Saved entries
--- --- ---

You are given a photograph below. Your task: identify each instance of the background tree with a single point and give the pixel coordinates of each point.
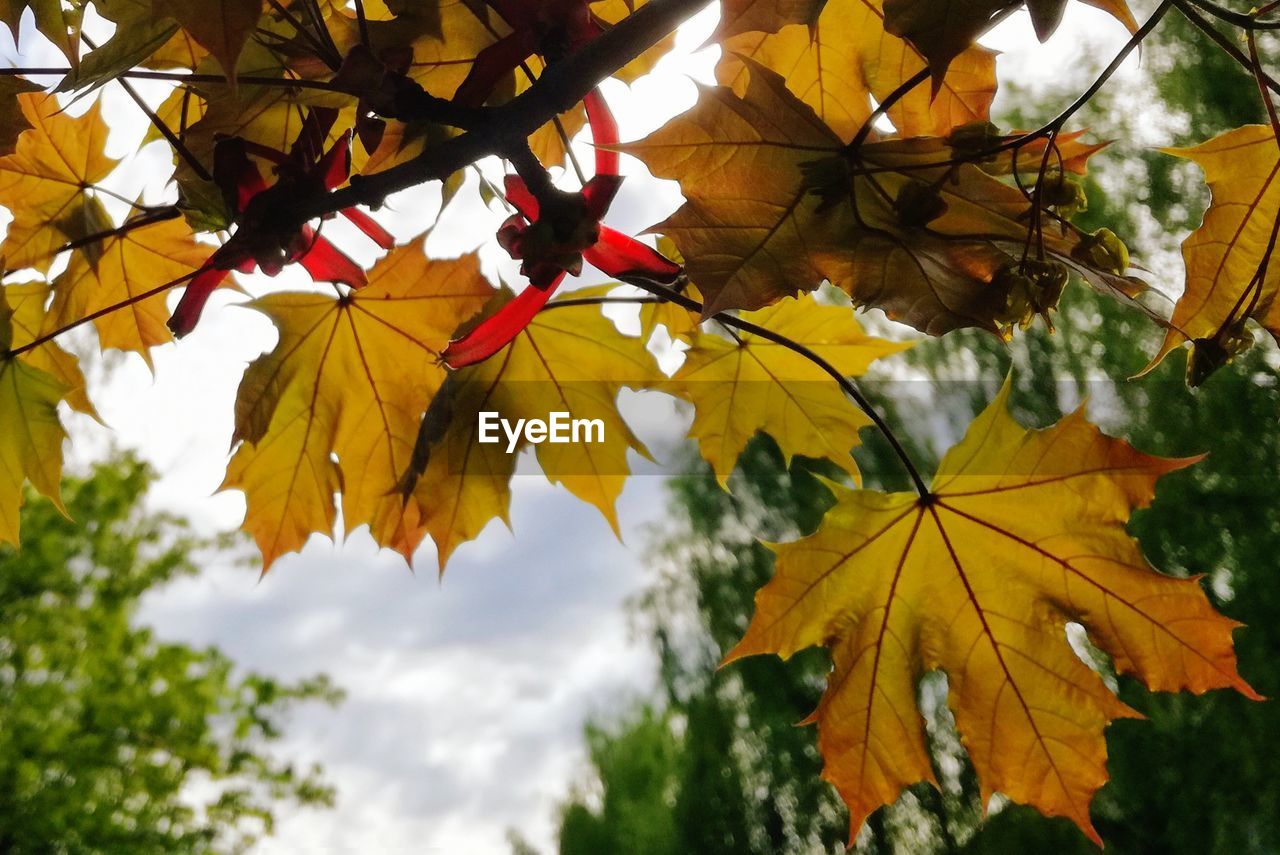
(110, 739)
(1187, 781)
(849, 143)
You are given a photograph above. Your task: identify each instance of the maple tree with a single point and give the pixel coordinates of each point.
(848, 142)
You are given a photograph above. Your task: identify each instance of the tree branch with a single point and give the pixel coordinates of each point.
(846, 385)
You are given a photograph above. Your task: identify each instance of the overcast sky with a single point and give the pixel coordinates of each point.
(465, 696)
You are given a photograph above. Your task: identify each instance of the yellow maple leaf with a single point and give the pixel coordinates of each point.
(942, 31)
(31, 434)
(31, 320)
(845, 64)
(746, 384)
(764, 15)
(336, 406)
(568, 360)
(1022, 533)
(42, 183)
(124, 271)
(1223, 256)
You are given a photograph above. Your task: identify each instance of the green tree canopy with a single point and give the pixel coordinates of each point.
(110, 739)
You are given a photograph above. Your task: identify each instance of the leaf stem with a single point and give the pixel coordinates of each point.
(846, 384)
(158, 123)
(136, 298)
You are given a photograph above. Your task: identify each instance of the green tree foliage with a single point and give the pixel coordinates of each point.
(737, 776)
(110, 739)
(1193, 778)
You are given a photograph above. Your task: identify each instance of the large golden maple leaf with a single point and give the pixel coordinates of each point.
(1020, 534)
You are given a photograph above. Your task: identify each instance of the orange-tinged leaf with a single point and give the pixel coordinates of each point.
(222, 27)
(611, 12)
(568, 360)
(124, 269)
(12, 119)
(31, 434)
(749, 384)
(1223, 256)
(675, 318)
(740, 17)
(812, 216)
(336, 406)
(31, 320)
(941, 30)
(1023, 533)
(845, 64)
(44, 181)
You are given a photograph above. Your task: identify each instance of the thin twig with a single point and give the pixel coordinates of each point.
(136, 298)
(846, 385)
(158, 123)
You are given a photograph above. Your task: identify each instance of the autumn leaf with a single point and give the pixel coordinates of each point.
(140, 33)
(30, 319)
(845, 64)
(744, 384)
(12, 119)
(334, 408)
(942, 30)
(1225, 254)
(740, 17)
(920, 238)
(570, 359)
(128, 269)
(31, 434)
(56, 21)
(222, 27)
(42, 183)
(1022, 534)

--- --- ---

Return all of the entries exactly as written, but drop any pictures they hold.

You are given a photograph below. Your task: identify each instance of the background tree with a single point and give the pixel coordinates of each point.
(110, 739)
(1187, 781)
(849, 143)
You are given a photograph above. Your task: identify each instance of the maple tree with a single point and give the pixel coordinates of each point.
(848, 142)
You are given a photograph above. Your task: identify each instance of the tree branch with a single point and give the pixel coordinates of each point.
(846, 385)
You are given a photograph above. Your task: identify each instance of the overcast sky with a single point and give the pixel coordinates of each point.
(465, 696)
You are given a photograph above. Your task: identify each instance of the yellow maple leaf with a single point and give the pixel coordinates of each point.
(942, 31)
(31, 434)
(31, 320)
(845, 64)
(746, 384)
(764, 15)
(336, 406)
(568, 360)
(1022, 533)
(42, 183)
(124, 271)
(1223, 256)
You are given a photograph above. Your task: identify each instance of the green tree canopy with a single point and give the pixel coordinates of each point.
(110, 739)
You are given a photograph above. Your task: identify each instance of the leaf stem with a single point and give the pixel coordinates of each point.
(846, 384)
(158, 123)
(136, 298)
You are given a photograph above. Your task: identify each instance of the green tree foliage with a single point and give the pixel coordinates of each point.
(737, 776)
(110, 739)
(1193, 778)
You are given a photograph above. Your task: identify each instance of the large golden maple leaf with a single point and give the pixel coordinates of each point.
(1020, 534)
You are given a photograph above. Your task: identify each instance of the orange-tinged leaf with a single point and give the pixel coordinates of each point.
(222, 27)
(611, 12)
(568, 360)
(124, 269)
(12, 119)
(31, 434)
(749, 384)
(1223, 256)
(675, 318)
(740, 17)
(812, 216)
(336, 406)
(31, 320)
(941, 30)
(1023, 533)
(845, 64)
(44, 181)
You are given a photograph above. Your task: identify each instance of the thin twig with a single point and give the pixel coordinates of each point.
(136, 298)
(846, 385)
(158, 123)
You are given a photograph above. Your task: identify each instance of the autumn leaf with a single point and give the pixel coordinates of each point.
(140, 33)
(30, 319)
(845, 64)
(744, 384)
(12, 119)
(334, 408)
(942, 30)
(1225, 254)
(740, 17)
(920, 238)
(570, 359)
(128, 269)
(31, 434)
(56, 21)
(222, 27)
(42, 183)
(1022, 534)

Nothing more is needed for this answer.